#### YOUR OBJECTIVE
Copy the records below exactly as they are written.

--- begin SUPPLIED DATA ---

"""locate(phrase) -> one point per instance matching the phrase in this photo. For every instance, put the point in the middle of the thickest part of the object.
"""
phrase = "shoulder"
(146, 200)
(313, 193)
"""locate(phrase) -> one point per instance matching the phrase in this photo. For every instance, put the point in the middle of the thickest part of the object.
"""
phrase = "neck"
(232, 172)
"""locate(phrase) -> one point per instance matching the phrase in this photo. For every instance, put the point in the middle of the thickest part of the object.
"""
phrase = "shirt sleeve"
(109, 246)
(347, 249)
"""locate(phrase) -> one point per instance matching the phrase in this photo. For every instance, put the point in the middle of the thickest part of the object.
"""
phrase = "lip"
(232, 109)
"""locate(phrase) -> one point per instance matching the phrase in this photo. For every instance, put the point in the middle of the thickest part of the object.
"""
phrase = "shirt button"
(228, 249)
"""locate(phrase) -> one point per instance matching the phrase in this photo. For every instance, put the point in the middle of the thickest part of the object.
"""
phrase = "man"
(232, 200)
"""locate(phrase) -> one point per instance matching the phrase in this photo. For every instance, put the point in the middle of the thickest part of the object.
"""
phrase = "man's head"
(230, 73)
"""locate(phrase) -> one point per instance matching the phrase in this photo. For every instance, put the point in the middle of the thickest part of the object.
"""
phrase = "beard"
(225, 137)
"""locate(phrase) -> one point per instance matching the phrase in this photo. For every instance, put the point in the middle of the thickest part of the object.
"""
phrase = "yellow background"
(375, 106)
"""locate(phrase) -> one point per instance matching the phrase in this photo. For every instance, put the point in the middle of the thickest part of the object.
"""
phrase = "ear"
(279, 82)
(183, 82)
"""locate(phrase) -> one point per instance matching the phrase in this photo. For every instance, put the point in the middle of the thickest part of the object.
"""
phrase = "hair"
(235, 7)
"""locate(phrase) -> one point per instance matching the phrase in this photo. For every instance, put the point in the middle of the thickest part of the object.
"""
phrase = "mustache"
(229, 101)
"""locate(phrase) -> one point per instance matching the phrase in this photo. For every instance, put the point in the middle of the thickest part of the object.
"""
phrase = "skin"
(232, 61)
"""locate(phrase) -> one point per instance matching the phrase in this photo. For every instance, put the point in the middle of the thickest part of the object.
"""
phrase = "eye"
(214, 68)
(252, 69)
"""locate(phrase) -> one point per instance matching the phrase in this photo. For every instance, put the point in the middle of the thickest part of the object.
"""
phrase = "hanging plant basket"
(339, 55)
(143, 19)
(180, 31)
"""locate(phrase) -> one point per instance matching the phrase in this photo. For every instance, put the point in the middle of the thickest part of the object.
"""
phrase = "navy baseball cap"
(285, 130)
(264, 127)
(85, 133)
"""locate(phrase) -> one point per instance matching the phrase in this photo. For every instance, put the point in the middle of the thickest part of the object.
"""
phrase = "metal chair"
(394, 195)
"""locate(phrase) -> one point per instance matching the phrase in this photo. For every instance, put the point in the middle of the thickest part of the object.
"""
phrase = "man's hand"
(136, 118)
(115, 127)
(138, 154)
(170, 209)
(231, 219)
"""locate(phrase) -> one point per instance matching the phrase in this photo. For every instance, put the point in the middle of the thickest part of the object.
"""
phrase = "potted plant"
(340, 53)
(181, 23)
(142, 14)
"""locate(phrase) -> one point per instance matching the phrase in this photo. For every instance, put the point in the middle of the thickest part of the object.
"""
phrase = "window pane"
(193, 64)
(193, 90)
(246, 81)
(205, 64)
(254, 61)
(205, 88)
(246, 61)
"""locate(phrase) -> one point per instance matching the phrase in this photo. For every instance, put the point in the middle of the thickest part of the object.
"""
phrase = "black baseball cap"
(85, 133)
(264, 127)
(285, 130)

--- end SUPPLIED DATA ---

#### RESULT
"""locate(phrase) -> one point per instance matching the phrase in this photo. For every instance, put the point in the middle of the thickest part of the object.
"""
phrase = "shoulder"
(146, 200)
(313, 193)
"""locate(phrase) -> one point per instance matching the phrase in this photo. For every instance, put the point in the middle of the thickest part of the object.
"""
phrase = "neck"
(232, 172)
"""locate(phrase) -> one point per instance matching the phrase in this photo. For every instance, put the point in the middle of the thickest part of the object.
"""
phrase = "shirt sleeve"
(109, 246)
(347, 249)
"""locate(phrase) -> one point per instance matching the phrase in this photo. For every instance, put the point in the middle of the thickest part of the object.
"""
phrase = "lip"
(232, 109)
"""locate(phrase) -> one point per instance matching the phrase in this photo. For every instance, put the point in the middle of the thickest part of the object.
"""
phrase = "shirt button"
(228, 249)
"""locate(phrase) -> one point per instance matching the phrase in this photo. For every instance, put the point in the middle of the thickest part of the object.
"""
phrase = "man"
(232, 200)
"""locate(phrase) -> one point per instance matching the phrase in this photo. For every instance, put the point in the middle of the thickest part of the object.
"""
phrase = "man's head"
(230, 73)
"""locate(phrase) -> one point per instance matching the phrase in this photo. For every instance, put the point in the middle of the thickest part of the object.
"""
phrase = "beard"
(225, 137)
"""locate(phrase) -> one point per instance matching the phrase in this photo. For every instance, put the point in the middle of the thickest part of the object.
"""
phrase = "yellow background"
(375, 106)
"""locate(phrase) -> one point per instance matching the phrase in this photo. For every instance, put the point in the middle of the thickest part of the object.
"""
phrase = "ear"
(279, 82)
(183, 82)
"""locate(phrase) -> one point per instance matching the phrase in this photo. For every instance, put the point in the middle of the thickest part of the object.
"""
phrase = "hair"
(235, 7)
"""locate(phrase) -> one point per instance matching the phrase in this photo. For every instance, put the point in the middle of the thickest part of the object.
"""
phrase = "mustache"
(229, 101)
"""locate(phrase) -> one point per instance matching the phrase in this photo. For every instance, put the point in the middle of the thickest part of the object.
"""
phrase = "skin"
(232, 61)
"""locate(phrase) -> one point per instance matching the phrase in this photo. For every instance, put the point in the middle of the thickest part of the object.
"""
phrase = "eye"
(214, 68)
(252, 69)
"""locate(phrase) -> one point per instance matching the phrase in this photo. For every instance, put the point in the middle of the thickest part of the object.
"""
phrase = "hanging plant basket"
(339, 55)
(143, 19)
(180, 31)
"""locate(phrase) -> one point per instance matching the phrase in this photo. For every instance, put the point in the middle of the thickest part of the object.
"""
phrase = "navy baseball cap"
(285, 130)
(264, 127)
(85, 133)
"""locate(phrase) -> one point per instance matching the phrase in this photo. For every instance, put the point in the middle of the thickest part of the object.
"""
phrase = "metal chair"
(394, 195)
"""locate(phrase) -> one point per instance matching the phrase in this photo. For every instance, put the point in the middle of the thickest part of the object.
"""
phrase = "man's hand"
(136, 118)
(115, 127)
(138, 154)
(170, 209)
(231, 219)
"""locate(phrase) -> one point per instance matching the phrase in this photo. For every instance, put the point in the middle of the thickest part of the object.
"""
phrase = "potted plant"
(340, 53)
(181, 23)
(142, 14)
"""locate(phrase) -> one point per instance matching the phrase in this photo. For every instance, put the point in the middle of the thickest part of the object.
"""
phrase = "window pane"
(193, 64)
(193, 90)
(246, 81)
(205, 64)
(254, 61)
(205, 88)
(246, 61)
"""locate(phrase) -> one point per instance matching the phrase in this photo. For every instance, put the point in the middle of the thickest part of the object.
"""
phrase = "black baseball cap"
(85, 133)
(264, 127)
(285, 130)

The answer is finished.